#### SOURCE TEXT
One in 25 West Australians is believed to be alive today because of anti-tobacco efforts since a landmark report warned 50 years ago that smoking caused lung cancer.
New figures obtained by The Weekend West estimate that about 100,000 people are alive in WA now because smoking rates plummeted from 43 per cent of adults in 1964 - the year the US surgeon-general first warned categorically of the hazards - to 12 per cent by 2012.
Male smokers have stubbed out in even bigger numbers - down from 58 per cent in 1964.
The estimates were compiled by leading University of WA population health epidemiologist D'Arcy Holman and Australian Council on Smoking and Health president Mike Daube.
Separate figures from the Cancer Council WA show smoking-related deaths have also nosedived in men, with the risk of dying of lung cancer falling from one in 19 men in the 1960s to one in 28 in 2011.
While the risk is lower in women - one in 42 - lung cancer remains their biggest cancer killer, well above deaths from breast cancer. Professor Daube said the decline in smoking over the past 50 years had been an extraordinary triumph for public health and caused a massive cultural change.
"When you stand back and look at those numbers, they are quite remarkable and it is hard to think of anything else we have done over recent decades that has done so much to keep people alive and healthy," he said.
There had also been a huge loss of life since the landmark report was released, with an estimated 800,000 Australians dying from smoking, and there was growing evidence about the wider harms of smoking and passive smoking.
Cancer Council WA director of education and research Terry Slevin said thousands of cases of cancer had been prevented in WA because of anti-smoking measures, many of which people said could not be done, such as banning smoking on long-haul flights.
"We know that if tobacco was coming on to the market now, there is no way it could be legally sold," he said.

#### SUPPLIED MATERIAL
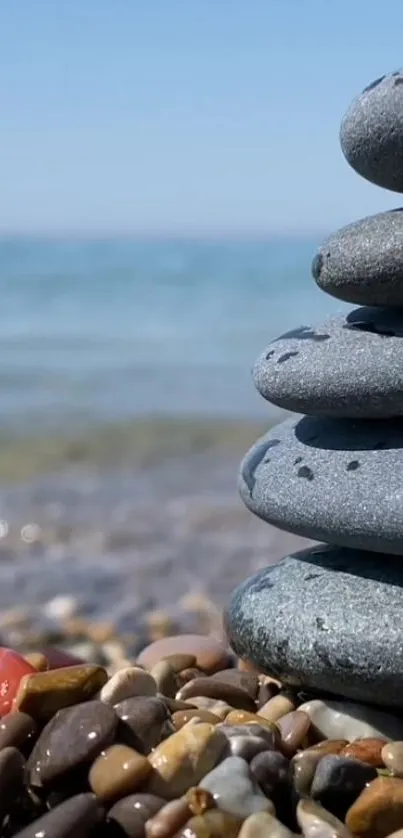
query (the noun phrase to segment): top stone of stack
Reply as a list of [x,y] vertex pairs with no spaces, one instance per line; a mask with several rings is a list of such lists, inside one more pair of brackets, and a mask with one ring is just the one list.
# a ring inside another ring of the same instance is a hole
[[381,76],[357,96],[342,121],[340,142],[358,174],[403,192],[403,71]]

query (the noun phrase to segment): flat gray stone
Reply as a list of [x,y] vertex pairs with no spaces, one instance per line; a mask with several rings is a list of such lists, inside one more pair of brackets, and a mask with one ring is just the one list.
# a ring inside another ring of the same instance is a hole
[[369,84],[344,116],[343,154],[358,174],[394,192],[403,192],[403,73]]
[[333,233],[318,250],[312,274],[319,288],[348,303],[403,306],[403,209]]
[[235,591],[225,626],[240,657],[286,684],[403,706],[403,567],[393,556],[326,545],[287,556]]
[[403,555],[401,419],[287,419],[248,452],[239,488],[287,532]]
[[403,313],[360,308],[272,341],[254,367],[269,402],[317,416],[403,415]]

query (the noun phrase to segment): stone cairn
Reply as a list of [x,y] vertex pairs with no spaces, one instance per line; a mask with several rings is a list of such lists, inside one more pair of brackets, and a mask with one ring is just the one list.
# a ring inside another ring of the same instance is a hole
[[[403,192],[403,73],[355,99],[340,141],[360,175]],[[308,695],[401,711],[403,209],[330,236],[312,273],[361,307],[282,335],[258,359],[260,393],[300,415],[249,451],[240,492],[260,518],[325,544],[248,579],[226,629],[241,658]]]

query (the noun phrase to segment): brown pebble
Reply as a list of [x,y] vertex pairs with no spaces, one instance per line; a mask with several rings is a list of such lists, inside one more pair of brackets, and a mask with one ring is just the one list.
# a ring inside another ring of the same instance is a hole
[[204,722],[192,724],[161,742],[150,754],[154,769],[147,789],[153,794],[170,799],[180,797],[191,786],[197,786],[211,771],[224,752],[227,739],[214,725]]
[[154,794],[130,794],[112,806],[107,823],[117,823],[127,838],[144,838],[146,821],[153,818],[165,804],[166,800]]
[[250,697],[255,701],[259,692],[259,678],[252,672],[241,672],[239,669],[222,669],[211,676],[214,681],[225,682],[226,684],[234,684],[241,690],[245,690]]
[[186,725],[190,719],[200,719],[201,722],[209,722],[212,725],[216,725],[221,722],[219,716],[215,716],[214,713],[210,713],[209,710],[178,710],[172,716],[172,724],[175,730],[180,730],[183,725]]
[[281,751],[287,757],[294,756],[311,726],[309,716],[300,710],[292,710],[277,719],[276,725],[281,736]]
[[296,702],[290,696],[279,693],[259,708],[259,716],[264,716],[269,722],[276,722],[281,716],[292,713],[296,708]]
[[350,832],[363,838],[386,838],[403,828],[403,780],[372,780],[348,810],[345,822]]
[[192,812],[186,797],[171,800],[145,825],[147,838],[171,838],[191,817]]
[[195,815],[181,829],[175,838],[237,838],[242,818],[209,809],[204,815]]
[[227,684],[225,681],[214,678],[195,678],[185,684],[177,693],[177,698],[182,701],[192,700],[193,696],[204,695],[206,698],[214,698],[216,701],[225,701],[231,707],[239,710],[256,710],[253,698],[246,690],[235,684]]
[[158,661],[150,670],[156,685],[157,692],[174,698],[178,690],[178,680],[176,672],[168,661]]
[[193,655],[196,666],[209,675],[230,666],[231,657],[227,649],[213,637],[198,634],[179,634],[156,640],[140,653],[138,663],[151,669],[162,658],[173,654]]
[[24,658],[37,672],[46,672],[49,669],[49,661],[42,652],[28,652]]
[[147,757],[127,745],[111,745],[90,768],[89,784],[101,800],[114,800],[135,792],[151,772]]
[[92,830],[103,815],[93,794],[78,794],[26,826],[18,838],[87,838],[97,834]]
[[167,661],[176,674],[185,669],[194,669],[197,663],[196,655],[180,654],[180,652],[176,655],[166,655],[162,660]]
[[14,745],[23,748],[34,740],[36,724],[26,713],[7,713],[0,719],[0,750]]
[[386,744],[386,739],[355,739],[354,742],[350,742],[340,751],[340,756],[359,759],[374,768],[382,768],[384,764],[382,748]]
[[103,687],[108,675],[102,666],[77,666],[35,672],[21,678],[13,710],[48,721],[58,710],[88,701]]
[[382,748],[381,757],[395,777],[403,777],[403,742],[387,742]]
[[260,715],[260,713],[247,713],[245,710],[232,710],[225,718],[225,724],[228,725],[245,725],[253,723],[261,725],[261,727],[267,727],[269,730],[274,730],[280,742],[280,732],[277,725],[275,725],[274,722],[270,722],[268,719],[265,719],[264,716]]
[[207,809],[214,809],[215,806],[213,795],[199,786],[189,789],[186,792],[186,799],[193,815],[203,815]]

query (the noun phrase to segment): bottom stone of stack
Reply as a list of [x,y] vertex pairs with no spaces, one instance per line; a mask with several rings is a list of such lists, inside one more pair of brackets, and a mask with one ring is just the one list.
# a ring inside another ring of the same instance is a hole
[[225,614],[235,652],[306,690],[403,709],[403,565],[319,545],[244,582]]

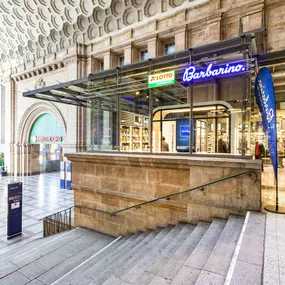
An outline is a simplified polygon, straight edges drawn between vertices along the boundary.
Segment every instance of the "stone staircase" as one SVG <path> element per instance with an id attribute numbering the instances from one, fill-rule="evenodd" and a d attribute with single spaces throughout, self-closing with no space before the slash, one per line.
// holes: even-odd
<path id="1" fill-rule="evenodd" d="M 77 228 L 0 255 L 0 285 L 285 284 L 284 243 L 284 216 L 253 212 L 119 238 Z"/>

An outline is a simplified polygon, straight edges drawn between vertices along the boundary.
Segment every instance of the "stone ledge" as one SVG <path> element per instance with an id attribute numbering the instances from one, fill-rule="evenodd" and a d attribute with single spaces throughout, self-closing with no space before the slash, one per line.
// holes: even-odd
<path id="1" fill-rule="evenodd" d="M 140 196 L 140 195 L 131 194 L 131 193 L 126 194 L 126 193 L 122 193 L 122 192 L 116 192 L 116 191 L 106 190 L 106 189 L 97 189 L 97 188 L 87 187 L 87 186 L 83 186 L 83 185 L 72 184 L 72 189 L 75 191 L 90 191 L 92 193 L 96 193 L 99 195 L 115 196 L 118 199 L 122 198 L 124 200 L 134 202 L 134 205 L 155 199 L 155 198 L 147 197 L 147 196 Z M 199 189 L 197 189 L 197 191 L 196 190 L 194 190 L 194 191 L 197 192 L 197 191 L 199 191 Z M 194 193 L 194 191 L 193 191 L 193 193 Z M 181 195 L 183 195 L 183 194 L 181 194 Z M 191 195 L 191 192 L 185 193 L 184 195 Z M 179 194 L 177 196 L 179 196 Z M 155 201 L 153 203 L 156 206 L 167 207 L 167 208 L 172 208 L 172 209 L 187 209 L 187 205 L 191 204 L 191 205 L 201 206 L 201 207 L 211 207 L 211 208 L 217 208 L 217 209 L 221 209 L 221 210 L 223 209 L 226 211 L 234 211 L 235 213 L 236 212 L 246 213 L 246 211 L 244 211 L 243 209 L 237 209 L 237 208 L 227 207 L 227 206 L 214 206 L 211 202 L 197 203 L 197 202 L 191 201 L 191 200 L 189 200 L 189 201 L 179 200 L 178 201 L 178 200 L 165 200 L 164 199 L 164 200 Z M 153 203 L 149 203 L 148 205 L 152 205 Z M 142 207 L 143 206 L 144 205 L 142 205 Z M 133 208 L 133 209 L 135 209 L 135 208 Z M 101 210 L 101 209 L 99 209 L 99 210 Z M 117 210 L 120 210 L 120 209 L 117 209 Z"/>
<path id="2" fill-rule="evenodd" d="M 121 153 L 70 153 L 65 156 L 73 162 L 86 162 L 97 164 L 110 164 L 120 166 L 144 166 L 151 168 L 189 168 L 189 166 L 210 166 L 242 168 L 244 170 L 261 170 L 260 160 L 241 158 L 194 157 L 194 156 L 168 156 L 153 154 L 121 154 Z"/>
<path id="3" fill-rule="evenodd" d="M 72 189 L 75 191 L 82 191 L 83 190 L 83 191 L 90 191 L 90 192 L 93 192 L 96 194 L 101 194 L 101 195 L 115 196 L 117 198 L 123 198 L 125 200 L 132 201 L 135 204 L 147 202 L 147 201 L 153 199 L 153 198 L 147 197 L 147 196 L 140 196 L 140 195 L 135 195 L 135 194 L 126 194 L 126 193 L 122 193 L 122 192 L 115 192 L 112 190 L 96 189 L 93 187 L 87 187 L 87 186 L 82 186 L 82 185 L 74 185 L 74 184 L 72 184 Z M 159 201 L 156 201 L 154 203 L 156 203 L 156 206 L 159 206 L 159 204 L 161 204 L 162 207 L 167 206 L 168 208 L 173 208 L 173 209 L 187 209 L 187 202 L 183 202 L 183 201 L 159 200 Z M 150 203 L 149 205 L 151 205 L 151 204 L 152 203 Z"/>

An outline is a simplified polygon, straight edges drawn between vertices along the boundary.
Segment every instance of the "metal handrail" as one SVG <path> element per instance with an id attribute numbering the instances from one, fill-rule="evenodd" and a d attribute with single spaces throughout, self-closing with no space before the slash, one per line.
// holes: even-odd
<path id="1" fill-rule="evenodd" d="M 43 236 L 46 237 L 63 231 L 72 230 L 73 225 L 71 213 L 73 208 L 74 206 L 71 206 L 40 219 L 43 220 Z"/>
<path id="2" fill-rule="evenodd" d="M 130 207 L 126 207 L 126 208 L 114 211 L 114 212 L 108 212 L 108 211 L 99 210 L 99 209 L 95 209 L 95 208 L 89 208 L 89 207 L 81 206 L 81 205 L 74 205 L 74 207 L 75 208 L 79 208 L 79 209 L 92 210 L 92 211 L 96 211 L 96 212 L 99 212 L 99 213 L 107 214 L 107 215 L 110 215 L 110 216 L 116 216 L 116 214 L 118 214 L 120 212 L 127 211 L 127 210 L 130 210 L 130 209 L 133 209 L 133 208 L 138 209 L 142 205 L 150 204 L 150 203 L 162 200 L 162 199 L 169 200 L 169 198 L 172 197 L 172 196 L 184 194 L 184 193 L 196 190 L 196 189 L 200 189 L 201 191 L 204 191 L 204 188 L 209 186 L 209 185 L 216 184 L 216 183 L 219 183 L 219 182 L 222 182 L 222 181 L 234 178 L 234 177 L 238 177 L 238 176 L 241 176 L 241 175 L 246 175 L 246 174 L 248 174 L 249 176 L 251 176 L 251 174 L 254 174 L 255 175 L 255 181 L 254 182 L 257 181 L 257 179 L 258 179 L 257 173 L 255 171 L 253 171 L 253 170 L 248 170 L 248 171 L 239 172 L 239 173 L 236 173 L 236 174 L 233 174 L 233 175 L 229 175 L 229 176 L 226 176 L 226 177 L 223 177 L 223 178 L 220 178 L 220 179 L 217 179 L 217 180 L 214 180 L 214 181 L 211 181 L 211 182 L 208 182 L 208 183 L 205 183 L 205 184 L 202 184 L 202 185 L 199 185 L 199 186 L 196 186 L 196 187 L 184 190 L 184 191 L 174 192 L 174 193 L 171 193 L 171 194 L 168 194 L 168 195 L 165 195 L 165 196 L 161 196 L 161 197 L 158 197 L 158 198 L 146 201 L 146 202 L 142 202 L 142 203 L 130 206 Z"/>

#### EXERCISE TASKS
**1.** Copy the smoking article from "Male smokers have" down to "28 in 2011.", renaming "epidemiologist" as "researcher".
**2.** According to the smoking article, what percentage of WA adults smoked in 1964?
The records above are separate material and not part of the smoking article.

#### ANSWERS TO EACH TASK
**1.**
Male smokers have stubbed out in even bigger numbers - down from 58 per cent in 1964.
The estimates were compiled by leading University of WA population health researcher D'Arcy Holman and Australian Council on Smoking and Health president Mike Daube.
Separate figures from the Cancer Council WA show smoking-related deaths have also nosedived in men, with the risk of dying of lung cancer falling from one in 19 men in the 1960s to one in 28 in 2011.

**2.** 43 per cent of adults smoked in 1964.